> _Document section_

————————

I think (1) is a fair objection but not because I’m bringing my “human estimations of the way God ought to behave” but because the Bible seems clear about what goodness, love, and compassion look like (e.g. Jesus! 1Cor 13:4-8, John 15:13), and that God is indeed Goodness (Psalm 119:68), Love (1John 4:8), and Compassion (Luke 6:36).

I don’t think much is gained discussing (2) because:

a) even if everyone deserves ECT, God is free to save everyone so that no one will experience it, OR
b) even if no one deserves ECT, without God saving each person, no one would be saved (Rom 9:16).

I’m uncertain about (3). While God may use some retributive punishment, I don’t think it’s something God needs as before Creation, He was eternally holy, just, etc. without it. Neither do we need an eternal demonstration of retribution “just so we won’t forget how bad sin is”. I’d also suggest retributive punishment isn’t as satisfactory for God (or us) as remedial correction. For example, if I steal your car, that I’m forced to give it back, would only be one small step towards repairing our relationship. I assume you’d also want to see that:

a) I had genuinely understood the betrayal and stress that I’d caused by stealing it.
b) I had genuinely asked for your forgiveness.
c) I had genuinely had a desire to “make things right”.
d) I had genuinely changed my ways so I never stole from anyone ever again.

If I did a, b, c, and d, you may even waive returning the car if, say, I’d written it off. I get the impression God desires genuine change of heart more than “eye-for-eye” legal retribution (Matt 15:8 and Kevin Miller’s article on punishment).

Such objections have indeed been long-standing and can invoke an emotional response that precludes certain readings of the text.

————————

[Records from a dataset]
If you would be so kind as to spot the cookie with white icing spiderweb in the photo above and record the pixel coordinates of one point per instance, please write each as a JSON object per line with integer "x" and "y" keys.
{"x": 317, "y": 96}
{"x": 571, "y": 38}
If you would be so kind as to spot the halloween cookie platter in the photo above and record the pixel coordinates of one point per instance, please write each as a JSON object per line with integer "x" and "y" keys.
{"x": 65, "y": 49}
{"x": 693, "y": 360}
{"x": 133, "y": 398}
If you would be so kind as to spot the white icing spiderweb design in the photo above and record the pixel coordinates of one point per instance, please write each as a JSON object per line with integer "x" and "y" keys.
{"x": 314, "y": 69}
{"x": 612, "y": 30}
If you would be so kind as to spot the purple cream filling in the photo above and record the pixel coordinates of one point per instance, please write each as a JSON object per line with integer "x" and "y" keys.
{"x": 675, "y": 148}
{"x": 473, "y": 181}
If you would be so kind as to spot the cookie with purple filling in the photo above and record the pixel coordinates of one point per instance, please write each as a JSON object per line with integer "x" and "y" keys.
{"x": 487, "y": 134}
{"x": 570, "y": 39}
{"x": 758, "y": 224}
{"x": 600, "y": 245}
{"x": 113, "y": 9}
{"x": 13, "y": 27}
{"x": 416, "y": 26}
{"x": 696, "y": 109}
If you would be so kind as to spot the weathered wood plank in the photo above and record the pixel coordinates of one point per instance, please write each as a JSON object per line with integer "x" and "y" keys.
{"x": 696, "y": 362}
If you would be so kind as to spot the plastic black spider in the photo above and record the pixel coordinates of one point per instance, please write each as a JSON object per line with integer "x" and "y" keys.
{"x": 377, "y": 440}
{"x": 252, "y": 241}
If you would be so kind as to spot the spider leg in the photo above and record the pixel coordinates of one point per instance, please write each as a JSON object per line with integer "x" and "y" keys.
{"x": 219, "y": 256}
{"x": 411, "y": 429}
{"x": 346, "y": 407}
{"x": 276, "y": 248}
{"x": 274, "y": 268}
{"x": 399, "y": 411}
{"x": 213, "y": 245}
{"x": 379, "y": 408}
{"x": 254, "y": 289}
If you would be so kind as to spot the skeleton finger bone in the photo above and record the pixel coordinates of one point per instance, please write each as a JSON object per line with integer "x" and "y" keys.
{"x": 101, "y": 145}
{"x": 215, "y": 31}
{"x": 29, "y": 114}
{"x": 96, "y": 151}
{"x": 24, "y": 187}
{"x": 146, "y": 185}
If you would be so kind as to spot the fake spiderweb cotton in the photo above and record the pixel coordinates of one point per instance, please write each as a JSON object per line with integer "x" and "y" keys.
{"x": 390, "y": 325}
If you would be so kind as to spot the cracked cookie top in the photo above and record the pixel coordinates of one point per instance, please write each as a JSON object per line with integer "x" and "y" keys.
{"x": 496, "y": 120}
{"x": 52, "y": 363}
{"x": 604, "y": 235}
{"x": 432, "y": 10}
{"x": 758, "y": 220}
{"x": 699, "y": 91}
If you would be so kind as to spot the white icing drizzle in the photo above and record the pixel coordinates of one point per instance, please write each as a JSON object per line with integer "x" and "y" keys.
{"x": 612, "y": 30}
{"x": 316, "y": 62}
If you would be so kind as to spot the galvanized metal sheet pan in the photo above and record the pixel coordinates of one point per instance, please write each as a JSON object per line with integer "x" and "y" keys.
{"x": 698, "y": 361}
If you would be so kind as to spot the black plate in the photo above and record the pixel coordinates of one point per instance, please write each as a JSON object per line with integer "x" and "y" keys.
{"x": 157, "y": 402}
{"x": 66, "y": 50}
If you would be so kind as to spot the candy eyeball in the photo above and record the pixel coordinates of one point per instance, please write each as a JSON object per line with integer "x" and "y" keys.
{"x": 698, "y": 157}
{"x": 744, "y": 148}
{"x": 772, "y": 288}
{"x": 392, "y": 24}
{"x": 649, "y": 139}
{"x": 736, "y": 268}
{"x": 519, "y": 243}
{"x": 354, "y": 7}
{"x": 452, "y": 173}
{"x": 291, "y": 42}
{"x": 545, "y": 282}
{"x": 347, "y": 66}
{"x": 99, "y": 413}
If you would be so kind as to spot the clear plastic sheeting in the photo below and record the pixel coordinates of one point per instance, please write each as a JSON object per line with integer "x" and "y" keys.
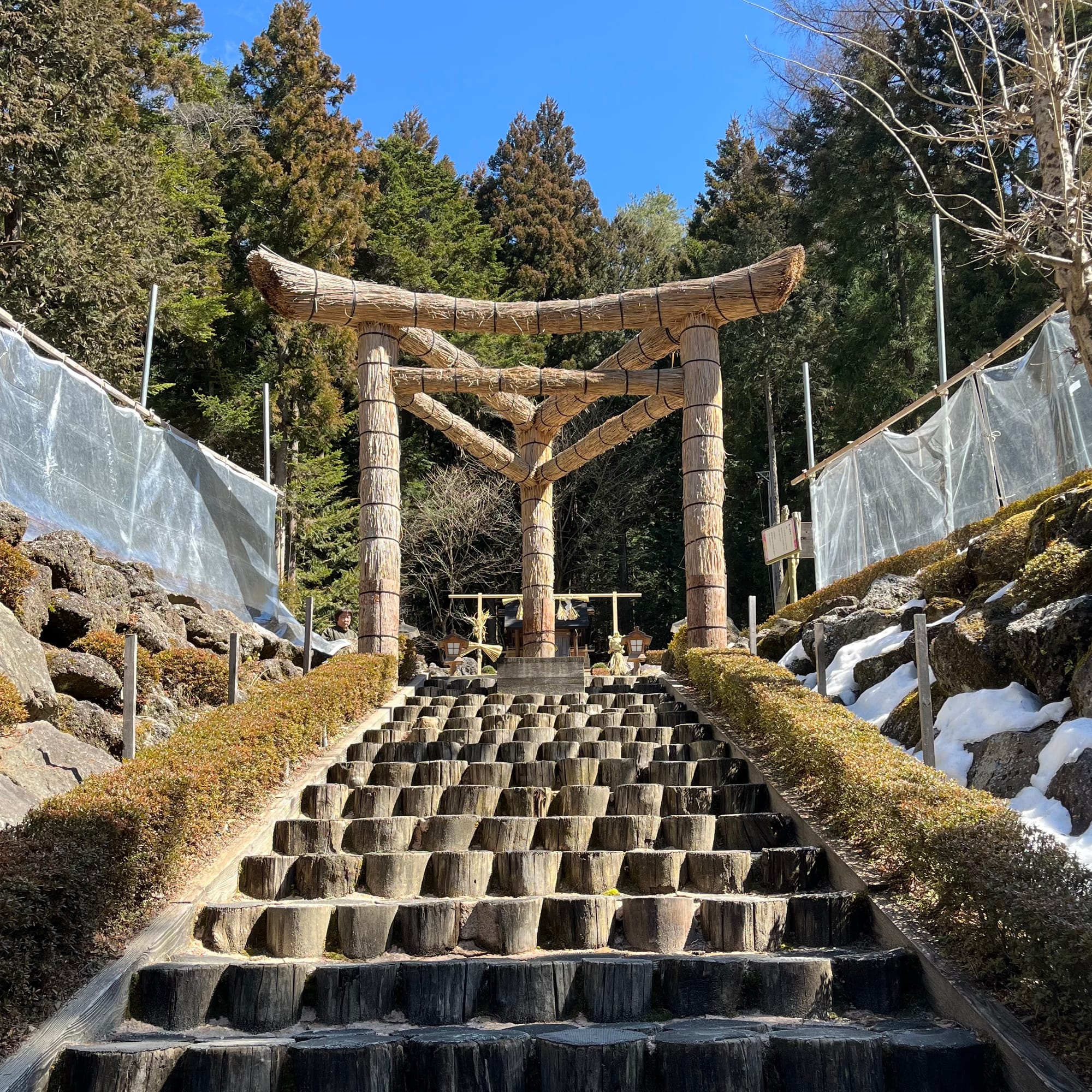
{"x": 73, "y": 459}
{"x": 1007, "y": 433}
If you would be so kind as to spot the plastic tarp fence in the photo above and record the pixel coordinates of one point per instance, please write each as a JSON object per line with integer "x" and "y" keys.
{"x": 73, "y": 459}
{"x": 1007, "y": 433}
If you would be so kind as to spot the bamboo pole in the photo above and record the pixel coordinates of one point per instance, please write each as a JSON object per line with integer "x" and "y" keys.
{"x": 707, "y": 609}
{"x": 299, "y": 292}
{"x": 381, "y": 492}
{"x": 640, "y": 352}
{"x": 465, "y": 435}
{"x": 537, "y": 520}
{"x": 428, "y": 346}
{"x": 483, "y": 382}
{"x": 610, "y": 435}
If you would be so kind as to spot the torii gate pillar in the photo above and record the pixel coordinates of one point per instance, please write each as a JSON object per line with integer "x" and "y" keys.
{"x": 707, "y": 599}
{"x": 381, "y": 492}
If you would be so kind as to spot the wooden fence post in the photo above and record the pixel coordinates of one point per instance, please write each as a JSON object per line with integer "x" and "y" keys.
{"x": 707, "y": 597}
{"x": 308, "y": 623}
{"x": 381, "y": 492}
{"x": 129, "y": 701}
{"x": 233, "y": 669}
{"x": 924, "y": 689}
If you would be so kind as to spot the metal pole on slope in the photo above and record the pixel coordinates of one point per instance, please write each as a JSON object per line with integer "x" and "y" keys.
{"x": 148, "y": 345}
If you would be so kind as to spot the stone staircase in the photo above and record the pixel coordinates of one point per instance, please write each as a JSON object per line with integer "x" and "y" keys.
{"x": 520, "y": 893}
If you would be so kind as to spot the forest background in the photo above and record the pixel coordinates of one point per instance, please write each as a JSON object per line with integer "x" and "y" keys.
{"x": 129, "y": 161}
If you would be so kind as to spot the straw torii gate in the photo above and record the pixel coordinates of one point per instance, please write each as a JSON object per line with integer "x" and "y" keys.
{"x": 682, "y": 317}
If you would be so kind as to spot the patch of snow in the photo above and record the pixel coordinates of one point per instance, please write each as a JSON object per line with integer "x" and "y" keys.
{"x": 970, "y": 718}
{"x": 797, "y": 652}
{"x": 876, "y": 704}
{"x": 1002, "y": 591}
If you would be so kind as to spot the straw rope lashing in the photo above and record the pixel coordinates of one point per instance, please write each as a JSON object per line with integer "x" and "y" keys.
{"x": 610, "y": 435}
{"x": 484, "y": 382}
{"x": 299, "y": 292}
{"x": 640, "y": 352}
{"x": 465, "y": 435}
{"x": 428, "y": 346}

————————

> _What this exercise asks_
A) Edit the passage on divine punishment from "d) I had genuinely" up to and including "article on punishment).", replacing "legal retribution" with "legal punishment".
B) In the passage on divine punishment, which verse is cited to show that God is Love?
C) Write the next part of the passage on divine punishment, picking up after its last sentence.
This material has no connection to the passage on divine punishment.

> _Results of the tasks_
A)
d) I had genuinely changed my ways so I never stole from anyone ever again.

If I did a, b, c, and d, you may even waive returning the car if, say, I’d written it off. I get the impression God desires genuine change of heart more than “eye-for-eye” legal punishment (Matt 15:8 and Kevin Miller’s article on punishment).

B) 1John 4:8

C)
Denny Burk, page 18

I think the role emotions should, or shouldn’t, play in biblical interpretation is tricky… However, I agree that emotions shouldn’t be the sole consideration. I think we should acknowledge them and then investigate whether or not they are being informed by a misunderstanding. I think that is a better approach than kidding ourselves into thinking that we are being objective and totally unaffected by our emotions.

He gives some examples of the questions that ECT raises:

What kind of a God would preside over a place of eternal conscious torment? Can the loving God of the Bible possibly be responsible for punishing the unrepentant in this way?
Denny Burk, page 18

I think if one believes God is the Father of everyone3, this should also inform our discussion of these questions.

To challenge the one of the “theological presuppositions that often predispose readers against the traditional view”4, Burk now gives a parable to illustrate that:

[T]he seriousness of sin is not measured merely by the sin itself but by the value and worth of the one being sinned against.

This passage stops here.